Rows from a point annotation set
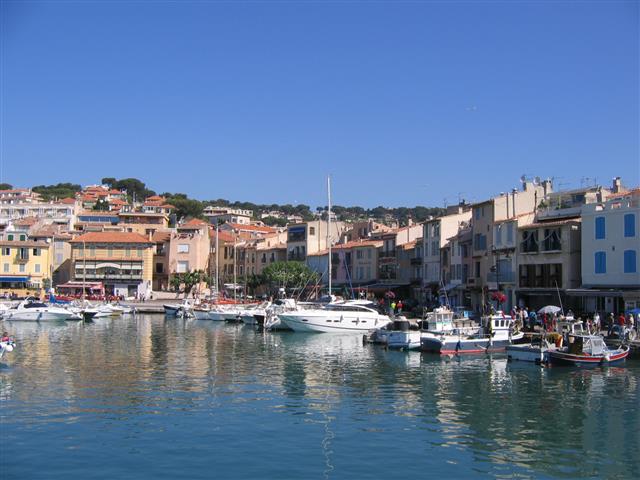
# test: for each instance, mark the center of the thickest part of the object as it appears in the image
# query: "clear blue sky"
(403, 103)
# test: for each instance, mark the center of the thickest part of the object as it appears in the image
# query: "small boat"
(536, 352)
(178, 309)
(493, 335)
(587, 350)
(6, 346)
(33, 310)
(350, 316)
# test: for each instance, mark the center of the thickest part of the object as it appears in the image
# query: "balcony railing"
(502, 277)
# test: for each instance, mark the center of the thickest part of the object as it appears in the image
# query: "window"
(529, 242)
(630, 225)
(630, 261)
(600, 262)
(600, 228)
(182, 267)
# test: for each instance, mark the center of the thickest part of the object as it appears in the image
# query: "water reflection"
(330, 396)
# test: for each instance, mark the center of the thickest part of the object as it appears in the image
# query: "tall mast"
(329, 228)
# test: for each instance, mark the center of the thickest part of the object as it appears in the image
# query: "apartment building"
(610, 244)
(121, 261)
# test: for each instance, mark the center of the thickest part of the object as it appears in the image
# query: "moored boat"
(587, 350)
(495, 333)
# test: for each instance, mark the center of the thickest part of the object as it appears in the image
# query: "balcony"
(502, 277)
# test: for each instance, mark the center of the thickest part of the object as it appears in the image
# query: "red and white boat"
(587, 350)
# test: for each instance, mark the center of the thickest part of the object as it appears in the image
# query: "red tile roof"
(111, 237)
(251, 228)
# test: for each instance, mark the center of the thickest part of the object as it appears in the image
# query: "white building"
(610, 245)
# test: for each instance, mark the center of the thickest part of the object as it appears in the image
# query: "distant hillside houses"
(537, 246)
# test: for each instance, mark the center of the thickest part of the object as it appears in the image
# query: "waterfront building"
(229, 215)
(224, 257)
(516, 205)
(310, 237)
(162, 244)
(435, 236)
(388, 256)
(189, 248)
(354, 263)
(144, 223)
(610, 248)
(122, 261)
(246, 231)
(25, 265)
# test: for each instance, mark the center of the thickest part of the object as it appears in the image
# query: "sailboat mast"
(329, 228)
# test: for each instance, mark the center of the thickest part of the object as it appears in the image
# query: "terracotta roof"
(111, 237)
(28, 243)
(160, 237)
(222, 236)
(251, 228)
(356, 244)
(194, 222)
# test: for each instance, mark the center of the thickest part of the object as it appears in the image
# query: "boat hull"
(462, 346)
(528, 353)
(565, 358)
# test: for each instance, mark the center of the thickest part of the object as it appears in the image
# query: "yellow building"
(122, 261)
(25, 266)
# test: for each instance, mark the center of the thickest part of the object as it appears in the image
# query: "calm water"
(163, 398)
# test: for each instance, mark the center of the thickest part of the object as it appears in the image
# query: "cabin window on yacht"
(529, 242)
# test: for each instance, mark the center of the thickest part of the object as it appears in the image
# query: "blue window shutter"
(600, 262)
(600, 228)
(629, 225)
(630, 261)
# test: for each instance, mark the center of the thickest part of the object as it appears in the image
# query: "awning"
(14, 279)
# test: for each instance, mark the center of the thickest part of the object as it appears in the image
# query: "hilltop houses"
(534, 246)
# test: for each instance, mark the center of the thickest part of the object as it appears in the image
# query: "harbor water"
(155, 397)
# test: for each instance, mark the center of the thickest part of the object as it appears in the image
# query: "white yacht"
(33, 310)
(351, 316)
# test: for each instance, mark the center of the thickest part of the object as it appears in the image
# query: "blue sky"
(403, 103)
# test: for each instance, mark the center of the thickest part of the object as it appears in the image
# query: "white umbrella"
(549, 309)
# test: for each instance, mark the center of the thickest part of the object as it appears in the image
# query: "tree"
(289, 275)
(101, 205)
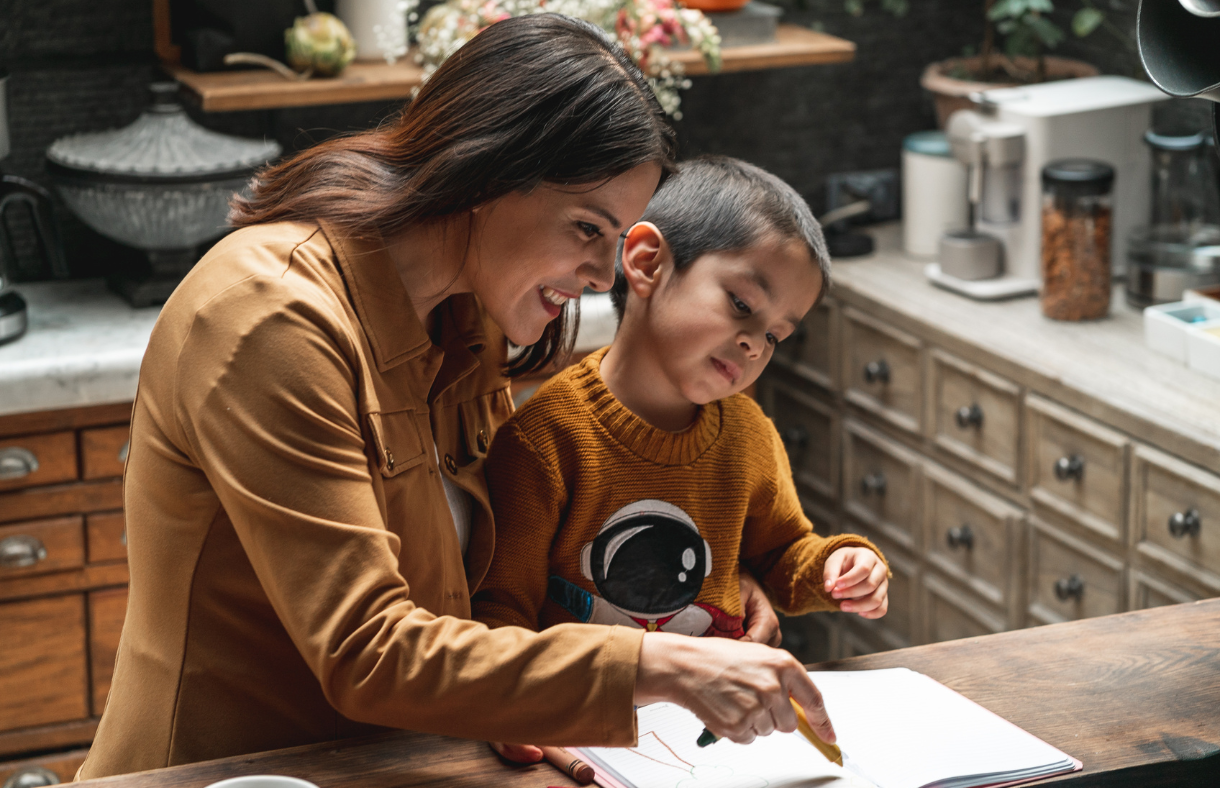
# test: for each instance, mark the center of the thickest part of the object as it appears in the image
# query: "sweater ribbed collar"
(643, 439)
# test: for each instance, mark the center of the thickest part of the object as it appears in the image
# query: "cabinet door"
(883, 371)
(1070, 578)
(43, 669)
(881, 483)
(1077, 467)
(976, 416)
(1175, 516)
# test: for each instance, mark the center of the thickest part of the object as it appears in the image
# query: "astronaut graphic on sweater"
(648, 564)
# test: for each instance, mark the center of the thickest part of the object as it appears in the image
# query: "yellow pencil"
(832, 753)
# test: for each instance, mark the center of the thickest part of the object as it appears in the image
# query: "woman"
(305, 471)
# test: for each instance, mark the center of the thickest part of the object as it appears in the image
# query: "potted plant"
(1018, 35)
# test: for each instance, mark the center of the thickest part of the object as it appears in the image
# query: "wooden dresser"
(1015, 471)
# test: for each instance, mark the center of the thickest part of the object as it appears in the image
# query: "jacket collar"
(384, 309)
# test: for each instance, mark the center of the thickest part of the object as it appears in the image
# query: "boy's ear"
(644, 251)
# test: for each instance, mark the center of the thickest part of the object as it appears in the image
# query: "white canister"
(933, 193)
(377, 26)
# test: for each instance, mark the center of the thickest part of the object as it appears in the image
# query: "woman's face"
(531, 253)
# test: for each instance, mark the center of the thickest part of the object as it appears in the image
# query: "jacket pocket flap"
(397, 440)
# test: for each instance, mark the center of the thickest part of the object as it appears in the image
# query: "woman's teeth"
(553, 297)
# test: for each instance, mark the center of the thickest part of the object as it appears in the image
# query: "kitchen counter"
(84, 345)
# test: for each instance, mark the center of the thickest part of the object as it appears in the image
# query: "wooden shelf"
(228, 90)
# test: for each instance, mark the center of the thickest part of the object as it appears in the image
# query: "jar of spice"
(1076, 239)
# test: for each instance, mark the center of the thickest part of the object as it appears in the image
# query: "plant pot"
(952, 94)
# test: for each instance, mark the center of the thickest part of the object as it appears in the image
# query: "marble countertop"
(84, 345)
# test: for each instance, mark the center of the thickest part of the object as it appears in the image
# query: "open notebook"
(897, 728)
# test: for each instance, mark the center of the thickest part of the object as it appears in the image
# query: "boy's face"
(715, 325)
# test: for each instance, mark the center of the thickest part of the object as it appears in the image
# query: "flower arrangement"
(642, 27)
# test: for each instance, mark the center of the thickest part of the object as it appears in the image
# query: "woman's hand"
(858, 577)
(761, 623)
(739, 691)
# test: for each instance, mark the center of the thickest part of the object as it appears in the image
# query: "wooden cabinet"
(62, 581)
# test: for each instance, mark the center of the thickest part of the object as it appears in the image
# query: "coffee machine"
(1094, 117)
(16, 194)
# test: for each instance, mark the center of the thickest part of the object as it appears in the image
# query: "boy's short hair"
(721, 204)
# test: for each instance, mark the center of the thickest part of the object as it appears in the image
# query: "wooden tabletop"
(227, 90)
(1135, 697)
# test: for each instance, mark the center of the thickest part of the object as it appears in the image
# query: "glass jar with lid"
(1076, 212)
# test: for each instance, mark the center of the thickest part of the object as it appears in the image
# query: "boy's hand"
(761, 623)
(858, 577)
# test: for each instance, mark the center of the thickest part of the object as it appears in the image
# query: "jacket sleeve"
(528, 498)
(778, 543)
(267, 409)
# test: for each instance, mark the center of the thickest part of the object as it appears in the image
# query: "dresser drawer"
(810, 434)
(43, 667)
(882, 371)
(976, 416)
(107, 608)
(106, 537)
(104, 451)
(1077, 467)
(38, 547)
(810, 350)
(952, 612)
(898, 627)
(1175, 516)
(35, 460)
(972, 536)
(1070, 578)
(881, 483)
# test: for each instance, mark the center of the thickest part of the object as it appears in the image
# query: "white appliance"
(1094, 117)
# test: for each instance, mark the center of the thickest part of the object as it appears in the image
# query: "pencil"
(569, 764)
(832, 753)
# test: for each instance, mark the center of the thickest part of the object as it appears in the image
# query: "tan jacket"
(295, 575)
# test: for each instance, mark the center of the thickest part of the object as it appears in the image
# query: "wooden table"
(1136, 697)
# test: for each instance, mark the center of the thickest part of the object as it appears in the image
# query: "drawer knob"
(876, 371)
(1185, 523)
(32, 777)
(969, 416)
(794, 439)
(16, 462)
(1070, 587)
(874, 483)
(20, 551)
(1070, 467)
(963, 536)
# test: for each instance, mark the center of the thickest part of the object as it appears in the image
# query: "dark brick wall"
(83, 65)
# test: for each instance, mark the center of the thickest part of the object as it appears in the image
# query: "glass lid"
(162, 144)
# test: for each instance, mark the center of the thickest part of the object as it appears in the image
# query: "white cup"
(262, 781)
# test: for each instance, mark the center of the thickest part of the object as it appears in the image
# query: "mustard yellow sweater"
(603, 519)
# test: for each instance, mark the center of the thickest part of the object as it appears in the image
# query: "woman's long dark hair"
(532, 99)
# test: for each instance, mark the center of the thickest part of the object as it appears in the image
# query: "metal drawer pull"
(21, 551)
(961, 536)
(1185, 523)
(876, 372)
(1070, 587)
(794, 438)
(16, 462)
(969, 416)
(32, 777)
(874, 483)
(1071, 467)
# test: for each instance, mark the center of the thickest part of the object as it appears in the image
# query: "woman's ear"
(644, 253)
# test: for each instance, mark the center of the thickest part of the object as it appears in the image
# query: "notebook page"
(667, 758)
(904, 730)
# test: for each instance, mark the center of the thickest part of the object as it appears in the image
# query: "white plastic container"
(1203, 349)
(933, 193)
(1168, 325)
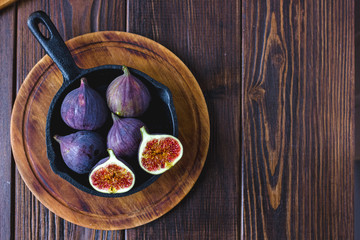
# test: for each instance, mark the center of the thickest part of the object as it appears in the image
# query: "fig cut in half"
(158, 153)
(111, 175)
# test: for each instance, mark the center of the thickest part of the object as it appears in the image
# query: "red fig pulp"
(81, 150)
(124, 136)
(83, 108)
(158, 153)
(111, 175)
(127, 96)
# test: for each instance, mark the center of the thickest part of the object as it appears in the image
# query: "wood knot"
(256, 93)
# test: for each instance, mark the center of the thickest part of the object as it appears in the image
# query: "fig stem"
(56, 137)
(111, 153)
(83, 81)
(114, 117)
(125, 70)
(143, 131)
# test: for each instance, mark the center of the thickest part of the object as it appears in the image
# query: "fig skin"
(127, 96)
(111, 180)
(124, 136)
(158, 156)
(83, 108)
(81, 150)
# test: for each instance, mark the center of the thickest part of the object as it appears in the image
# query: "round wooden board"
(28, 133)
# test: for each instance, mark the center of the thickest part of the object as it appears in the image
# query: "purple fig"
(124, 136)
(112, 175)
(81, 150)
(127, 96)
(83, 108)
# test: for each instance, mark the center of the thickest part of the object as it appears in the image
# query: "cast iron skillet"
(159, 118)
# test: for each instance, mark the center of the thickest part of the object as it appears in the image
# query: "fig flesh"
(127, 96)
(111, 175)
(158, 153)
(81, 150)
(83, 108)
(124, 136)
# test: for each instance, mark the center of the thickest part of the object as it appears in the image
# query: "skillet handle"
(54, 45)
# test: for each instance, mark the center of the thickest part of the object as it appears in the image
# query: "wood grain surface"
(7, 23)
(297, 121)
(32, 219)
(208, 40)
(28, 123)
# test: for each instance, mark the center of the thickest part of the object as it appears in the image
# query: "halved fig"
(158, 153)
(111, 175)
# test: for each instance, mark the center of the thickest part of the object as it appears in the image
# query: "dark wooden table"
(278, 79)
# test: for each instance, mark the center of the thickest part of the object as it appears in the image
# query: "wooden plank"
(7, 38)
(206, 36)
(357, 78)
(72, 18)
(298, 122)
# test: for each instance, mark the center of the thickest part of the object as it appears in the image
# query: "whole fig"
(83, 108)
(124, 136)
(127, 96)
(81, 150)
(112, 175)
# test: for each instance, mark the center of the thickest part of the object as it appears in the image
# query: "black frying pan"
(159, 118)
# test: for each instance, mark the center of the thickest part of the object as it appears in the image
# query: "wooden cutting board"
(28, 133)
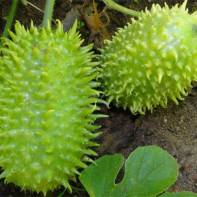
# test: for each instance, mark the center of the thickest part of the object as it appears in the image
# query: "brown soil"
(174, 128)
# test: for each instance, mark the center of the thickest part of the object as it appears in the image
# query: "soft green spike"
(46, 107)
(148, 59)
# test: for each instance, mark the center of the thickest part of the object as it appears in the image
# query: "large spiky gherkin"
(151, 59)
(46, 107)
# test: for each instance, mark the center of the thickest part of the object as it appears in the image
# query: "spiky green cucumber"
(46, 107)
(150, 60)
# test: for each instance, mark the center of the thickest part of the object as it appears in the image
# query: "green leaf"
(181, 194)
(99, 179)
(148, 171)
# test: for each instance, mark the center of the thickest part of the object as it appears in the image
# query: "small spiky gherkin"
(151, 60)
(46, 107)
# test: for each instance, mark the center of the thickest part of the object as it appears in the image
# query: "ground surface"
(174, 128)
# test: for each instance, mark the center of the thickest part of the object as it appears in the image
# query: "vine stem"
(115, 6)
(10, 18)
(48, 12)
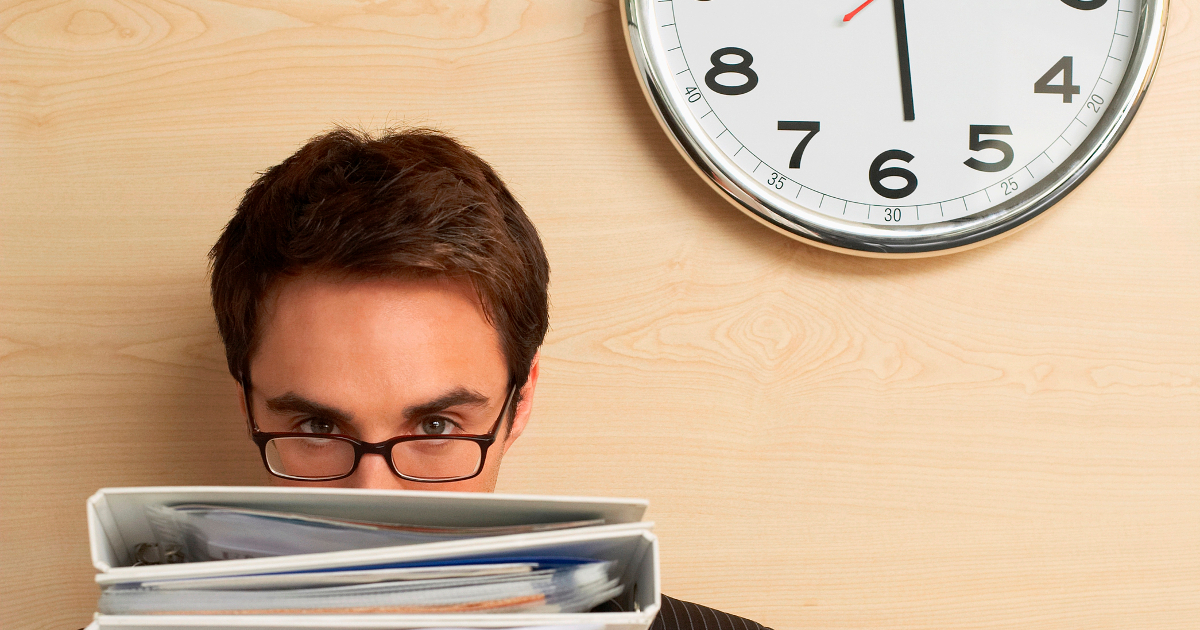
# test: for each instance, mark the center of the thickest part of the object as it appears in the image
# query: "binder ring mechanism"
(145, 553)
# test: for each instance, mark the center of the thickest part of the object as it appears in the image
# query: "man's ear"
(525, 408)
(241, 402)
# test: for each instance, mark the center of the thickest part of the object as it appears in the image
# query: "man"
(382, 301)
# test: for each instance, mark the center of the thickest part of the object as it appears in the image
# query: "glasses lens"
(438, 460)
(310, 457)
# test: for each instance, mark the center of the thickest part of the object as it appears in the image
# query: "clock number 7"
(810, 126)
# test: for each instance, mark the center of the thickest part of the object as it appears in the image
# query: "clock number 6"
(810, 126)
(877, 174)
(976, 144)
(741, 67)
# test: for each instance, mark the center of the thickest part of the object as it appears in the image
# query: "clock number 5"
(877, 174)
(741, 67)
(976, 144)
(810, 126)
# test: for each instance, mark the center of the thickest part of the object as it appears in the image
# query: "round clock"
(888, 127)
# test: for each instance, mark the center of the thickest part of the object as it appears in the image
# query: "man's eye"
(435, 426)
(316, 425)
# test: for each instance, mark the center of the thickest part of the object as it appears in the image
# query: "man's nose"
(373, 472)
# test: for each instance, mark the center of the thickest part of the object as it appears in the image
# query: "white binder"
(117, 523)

Problem description » List every line in the rows above that contains the word "collar", copying each line in full.

Result for this task »
# query: "sweater ribbed collar"
# query: "jacket collar"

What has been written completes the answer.